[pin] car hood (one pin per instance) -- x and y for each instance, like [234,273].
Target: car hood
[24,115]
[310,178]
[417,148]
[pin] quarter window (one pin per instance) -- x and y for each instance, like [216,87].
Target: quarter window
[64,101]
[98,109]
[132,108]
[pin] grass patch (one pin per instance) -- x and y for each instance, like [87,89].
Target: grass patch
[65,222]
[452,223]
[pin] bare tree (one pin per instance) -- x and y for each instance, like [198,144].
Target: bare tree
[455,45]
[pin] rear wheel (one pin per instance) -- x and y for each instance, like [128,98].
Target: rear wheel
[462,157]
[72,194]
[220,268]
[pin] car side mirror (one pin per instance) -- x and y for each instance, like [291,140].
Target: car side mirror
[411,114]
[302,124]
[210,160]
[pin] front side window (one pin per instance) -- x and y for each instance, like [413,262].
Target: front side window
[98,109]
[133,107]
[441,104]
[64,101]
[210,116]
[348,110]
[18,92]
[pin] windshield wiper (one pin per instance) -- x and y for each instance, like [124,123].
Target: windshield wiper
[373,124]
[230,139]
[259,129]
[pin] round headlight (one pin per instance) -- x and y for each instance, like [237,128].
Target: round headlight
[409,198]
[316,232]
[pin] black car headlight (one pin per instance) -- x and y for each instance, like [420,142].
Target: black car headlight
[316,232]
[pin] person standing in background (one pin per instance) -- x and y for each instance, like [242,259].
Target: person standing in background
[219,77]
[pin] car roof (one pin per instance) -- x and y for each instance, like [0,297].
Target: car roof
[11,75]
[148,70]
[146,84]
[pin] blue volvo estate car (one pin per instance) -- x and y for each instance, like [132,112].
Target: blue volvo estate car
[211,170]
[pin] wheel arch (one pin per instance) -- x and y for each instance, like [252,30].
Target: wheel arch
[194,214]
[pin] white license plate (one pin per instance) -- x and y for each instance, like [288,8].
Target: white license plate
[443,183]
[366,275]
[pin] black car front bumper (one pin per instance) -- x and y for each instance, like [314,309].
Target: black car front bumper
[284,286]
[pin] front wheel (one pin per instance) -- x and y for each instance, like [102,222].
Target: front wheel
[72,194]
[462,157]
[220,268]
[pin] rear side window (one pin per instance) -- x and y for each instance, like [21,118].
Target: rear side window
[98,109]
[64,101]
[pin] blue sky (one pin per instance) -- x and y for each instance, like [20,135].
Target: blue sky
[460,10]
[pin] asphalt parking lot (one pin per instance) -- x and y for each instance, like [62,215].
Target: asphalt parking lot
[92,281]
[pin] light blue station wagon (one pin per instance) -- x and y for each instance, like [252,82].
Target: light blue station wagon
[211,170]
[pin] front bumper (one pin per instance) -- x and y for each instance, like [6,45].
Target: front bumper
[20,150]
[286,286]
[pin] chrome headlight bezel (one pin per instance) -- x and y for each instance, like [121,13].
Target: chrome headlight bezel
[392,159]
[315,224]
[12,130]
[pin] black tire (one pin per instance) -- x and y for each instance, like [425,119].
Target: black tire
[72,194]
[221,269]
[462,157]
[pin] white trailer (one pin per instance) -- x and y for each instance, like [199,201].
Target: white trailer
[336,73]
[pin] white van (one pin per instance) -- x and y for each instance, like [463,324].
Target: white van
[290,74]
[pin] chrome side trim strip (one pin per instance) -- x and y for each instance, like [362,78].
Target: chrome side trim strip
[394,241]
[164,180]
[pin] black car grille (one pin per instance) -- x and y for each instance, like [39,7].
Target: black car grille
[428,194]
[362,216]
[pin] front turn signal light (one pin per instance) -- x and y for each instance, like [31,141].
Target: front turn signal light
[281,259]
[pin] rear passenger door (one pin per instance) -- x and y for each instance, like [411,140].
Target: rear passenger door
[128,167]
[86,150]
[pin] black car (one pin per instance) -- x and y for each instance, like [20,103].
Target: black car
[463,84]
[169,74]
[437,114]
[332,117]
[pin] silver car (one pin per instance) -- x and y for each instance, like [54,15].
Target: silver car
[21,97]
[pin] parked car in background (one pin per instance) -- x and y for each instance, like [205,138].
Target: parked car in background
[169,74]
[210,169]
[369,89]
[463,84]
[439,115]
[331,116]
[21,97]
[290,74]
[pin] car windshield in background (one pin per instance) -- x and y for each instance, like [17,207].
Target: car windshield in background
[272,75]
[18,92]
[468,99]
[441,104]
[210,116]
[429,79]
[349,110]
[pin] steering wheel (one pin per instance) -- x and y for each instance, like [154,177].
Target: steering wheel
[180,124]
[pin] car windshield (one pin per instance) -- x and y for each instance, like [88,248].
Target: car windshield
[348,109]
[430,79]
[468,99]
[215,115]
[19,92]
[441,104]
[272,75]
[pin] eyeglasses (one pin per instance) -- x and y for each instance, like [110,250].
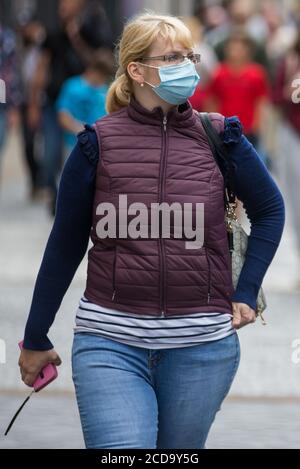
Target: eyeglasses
[175,58]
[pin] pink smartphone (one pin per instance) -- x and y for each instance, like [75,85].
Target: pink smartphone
[46,376]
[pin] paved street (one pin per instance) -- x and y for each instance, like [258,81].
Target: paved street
[263,410]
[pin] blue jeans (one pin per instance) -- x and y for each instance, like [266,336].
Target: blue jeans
[132,397]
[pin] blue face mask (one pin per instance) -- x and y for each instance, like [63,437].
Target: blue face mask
[177,82]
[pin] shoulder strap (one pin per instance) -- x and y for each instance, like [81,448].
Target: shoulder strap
[221,155]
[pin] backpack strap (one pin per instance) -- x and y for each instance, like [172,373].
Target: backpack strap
[222,157]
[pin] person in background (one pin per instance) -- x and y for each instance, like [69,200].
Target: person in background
[65,53]
[286,97]
[9,110]
[239,86]
[208,63]
[82,98]
[31,34]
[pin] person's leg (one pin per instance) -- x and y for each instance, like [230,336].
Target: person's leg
[292,162]
[52,149]
[3,130]
[191,384]
[116,400]
[29,152]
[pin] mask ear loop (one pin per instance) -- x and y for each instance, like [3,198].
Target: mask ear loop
[152,66]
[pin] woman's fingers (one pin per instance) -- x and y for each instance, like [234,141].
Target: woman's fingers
[32,362]
[242,315]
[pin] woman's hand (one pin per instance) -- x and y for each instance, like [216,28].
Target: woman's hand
[31,362]
[242,315]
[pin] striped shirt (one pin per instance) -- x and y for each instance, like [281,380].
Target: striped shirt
[152,332]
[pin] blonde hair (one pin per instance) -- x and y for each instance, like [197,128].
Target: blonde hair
[139,34]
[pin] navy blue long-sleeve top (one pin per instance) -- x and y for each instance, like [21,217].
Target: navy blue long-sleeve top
[69,237]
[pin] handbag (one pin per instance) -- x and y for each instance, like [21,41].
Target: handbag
[237,236]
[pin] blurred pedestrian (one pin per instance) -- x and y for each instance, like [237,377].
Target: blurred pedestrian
[239,86]
[286,96]
[65,53]
[9,111]
[82,97]
[31,35]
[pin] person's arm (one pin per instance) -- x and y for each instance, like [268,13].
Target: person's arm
[68,240]
[264,205]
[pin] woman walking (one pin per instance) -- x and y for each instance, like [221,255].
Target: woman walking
[155,346]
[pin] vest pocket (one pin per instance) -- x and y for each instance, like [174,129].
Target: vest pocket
[114,275]
[208,275]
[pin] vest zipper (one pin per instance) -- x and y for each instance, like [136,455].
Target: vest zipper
[114,275]
[209,277]
[161,195]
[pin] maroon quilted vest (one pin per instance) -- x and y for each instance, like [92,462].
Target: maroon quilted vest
[154,159]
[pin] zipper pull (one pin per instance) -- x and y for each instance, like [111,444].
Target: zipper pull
[165,123]
[262,318]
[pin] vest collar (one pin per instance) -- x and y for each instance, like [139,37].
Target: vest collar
[179,116]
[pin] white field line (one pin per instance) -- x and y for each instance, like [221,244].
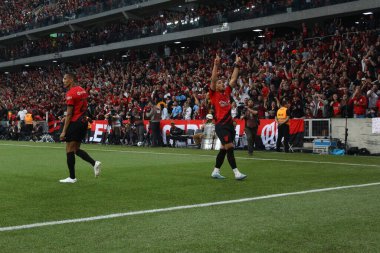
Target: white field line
[116,215]
[179,154]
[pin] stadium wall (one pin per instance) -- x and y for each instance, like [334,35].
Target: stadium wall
[359,133]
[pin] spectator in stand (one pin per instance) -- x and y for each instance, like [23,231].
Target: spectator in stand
[155,117]
[336,110]
[177,111]
[372,101]
[174,134]
[359,102]
[252,123]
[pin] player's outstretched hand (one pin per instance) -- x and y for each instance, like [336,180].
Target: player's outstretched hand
[238,59]
[217,60]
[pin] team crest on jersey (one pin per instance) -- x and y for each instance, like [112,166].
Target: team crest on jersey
[223,103]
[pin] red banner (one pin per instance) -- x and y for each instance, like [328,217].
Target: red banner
[266,134]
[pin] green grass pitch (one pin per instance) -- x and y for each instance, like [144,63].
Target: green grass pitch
[138,179]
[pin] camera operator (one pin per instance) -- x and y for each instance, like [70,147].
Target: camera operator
[113,120]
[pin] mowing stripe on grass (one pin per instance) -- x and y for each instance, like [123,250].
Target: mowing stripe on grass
[116,215]
[213,156]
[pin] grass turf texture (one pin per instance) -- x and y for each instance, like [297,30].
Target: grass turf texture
[136,179]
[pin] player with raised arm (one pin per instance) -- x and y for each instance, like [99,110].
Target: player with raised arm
[220,99]
[75,126]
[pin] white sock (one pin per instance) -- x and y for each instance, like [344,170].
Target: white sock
[236,172]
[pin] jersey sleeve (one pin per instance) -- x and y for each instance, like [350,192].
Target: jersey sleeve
[69,99]
[228,90]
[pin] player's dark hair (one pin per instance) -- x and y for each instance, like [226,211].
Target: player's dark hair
[73,77]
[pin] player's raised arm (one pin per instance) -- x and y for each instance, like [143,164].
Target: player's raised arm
[235,74]
[214,75]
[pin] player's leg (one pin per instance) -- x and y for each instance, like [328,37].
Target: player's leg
[229,146]
[80,135]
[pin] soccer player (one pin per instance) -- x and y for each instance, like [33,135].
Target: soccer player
[282,120]
[75,126]
[220,99]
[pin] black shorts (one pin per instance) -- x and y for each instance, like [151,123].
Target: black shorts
[226,133]
[76,130]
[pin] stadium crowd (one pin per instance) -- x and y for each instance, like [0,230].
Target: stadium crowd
[39,13]
[165,22]
[330,71]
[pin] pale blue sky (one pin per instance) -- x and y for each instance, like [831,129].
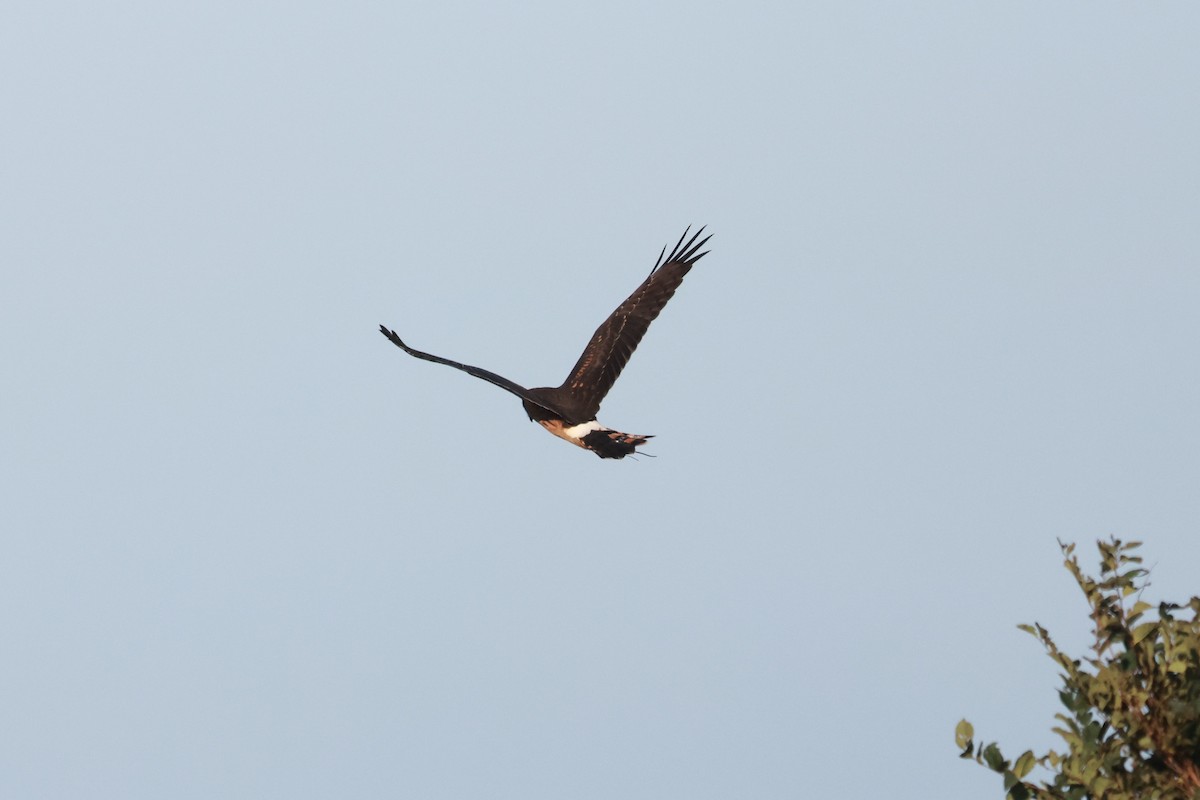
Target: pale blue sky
[253,551]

-- -- --

| Objective |
Everything from the line containing "[pin] grass turf" to the last line of the listing above must be reproduced exactly, with no pictures included.

| Solution to the problem |
[pin] grass turf texture (one pin per instance) -- x and y for each instance, like [297,30].
Target: grass turf texture
[136,179]
[pin] player with raised arm (one pin per instance) -- x and y for each instance, like [99,110].
Target: player with raised arm
[220,99]
[75,126]
[pin] white sock (one pin per instance) -- x and y for each instance, like [344,170].
Target: white sock
[236,172]
[pin] jersey sleeve (one pin per instance) -- x and y for each instance, like [350,192].
Target: jersey sleeve
[69,99]
[228,90]
[pin] player's dark hair (one pin per instance) -- x and y for each instance, like [226,211].
Target: player's dark hair
[73,77]
[pin] player's raised arm (one pin per instance) -- x and y for each instance, like [143,164].
Target: player's raised arm
[235,74]
[214,75]
[pin] player's leg (one pin per instance) -- x and y for each instance, like [328,37].
Target: player's leg
[229,146]
[80,135]
[pin] soccer player (one pin per instance) -- x and y for each instance, like [33,135].
Target: soccer player
[282,120]
[75,126]
[220,99]
[pin] black shorts (one pin per instance) -- x and y for each instance, like [151,123].
Target: black shorts
[226,133]
[76,130]
[pin] stadium crowd (one pin per instance) -- x and y for each instance, like [0,230].
Target: stadium crowd
[39,13]
[165,22]
[330,71]
[pin] pale blue sky (one pin per instance) -- x and y for each instance, like [831,129].
Target: pale blue sky
[253,551]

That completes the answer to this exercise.